-- Data --
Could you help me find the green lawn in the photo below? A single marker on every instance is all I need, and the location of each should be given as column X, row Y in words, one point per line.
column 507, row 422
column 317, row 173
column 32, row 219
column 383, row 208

-- Assignment --
Copy every record verbatim.

-- Result of the task --
Could you help me find the green lawn in the photo below? A single marker on every instance is all I need, and the location of each should be given as column X, row Y in words, one point per line.
column 507, row 422
column 317, row 173
column 32, row 219
column 383, row 208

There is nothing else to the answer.